** begin Information given **

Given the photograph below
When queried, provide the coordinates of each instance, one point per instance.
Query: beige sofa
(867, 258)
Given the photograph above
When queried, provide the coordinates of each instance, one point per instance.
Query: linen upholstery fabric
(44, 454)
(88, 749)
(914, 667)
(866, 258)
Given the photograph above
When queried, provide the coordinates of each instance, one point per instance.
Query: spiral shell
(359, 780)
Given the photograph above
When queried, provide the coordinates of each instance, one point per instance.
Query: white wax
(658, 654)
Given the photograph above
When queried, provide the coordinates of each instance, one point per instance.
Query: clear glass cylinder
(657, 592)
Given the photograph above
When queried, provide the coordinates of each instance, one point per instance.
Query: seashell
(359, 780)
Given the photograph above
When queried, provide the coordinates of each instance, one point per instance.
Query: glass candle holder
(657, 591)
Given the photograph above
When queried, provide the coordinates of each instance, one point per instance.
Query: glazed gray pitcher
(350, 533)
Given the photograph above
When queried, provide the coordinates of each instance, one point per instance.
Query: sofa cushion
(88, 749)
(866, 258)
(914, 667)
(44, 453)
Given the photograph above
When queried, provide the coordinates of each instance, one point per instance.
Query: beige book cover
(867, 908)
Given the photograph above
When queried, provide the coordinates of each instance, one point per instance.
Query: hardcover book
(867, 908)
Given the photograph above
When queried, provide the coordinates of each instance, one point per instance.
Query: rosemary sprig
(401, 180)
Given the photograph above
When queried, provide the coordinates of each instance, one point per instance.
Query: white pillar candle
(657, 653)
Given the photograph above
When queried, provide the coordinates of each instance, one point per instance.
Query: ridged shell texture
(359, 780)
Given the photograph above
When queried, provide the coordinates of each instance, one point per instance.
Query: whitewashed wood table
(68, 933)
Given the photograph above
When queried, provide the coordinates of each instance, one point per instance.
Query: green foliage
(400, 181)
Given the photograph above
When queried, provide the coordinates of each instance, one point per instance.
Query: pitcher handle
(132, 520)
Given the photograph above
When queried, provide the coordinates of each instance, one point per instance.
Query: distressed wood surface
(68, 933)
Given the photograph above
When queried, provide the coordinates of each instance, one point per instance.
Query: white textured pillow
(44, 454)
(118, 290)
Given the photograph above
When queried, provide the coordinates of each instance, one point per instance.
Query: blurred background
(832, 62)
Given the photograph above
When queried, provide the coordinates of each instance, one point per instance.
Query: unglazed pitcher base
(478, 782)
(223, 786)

** end Information given **

• Directions:
Word for word, restate all of the data shown above.

• Task response:
Given the photograph below
When queried, provide the coordinates of each instance, one point per instance.
Query: beige sofa
(867, 258)
Given the photograph above
When queried, provide the coordinates of each instance, one point per instance.
Query: linen upholstery fabric
(44, 454)
(88, 749)
(914, 667)
(866, 258)
Given the photograph above
When queried, provide the coordinates of each instance, one point per instance.
Query: spiral shell
(359, 780)
Given the photograph above
When queried, provide the coordinates of each instance, one point per instance.
Query: white wax
(658, 654)
Given the photograph above
When queried, provide the coordinates of each instance, one point per instance.
Query: clear glass cylinder
(657, 592)
Given the photograph above
When queried, provide the coordinates of each instance, one point per instance.
Query: seashell
(359, 780)
Given the photograph above
When queried, provide the coordinates of each instance, one point per instance.
Query: glass candle holder
(657, 591)
Given the photograph above
When queried, provide the coordinates of each instance, one point per instance.
Query: glazed gray pitcher
(350, 533)
Given the photograph above
When queried, provide the coordinates of each instance, one point per instance.
Query: sofa cushion
(88, 749)
(866, 258)
(914, 667)
(44, 453)
Given the photograph above
When queried, provide the coordinates of each instance, one point per instance.
Query: beige book cover
(867, 908)
Given the photograph above
When queried, provide the coordinates of each instance, one point per instance.
Query: hardcover book
(867, 908)
Given the photograph above
When queried, provide the coordinates of each instance, one point per instance.
Query: rosemary sprig
(401, 180)
Given the photograph above
When queried, provide the coordinates of each instance, one point per instance.
Query: white pillar candle
(657, 653)
Given the photograph above
When queried, provide the coordinates of each instance, one point per instance.
Query: ridged shell texture
(359, 780)
Given the photograph above
When queried, provide the coordinates of each instance, one point per instance.
Query: whitewashed wood table
(68, 933)
Given the photograph above
When queried, provide the coordinates of each instance, one point per instance.
Query: green foliage
(400, 181)
Given the photograph above
When queried, provide the coordinates of each instance, one point per instance.
Query: pitcher handle
(132, 520)
Given the photograph above
When queried, provide the coordinates of each instance, one point per instance.
Query: distressed wood surface
(68, 933)
Given the photograph above
When queried, provide the coordinates of each instance, one point per instance.
Query: white textured pillow
(44, 454)
(118, 290)
Given the photograph above
When queried, provide the coordinates of each instance, one point per instance.
Query: blurred background
(832, 62)
Given the photograph above
When queried, provide the coordinates of each instance, one point per instance.
Query: unglazed pitcher base
(478, 782)
(223, 786)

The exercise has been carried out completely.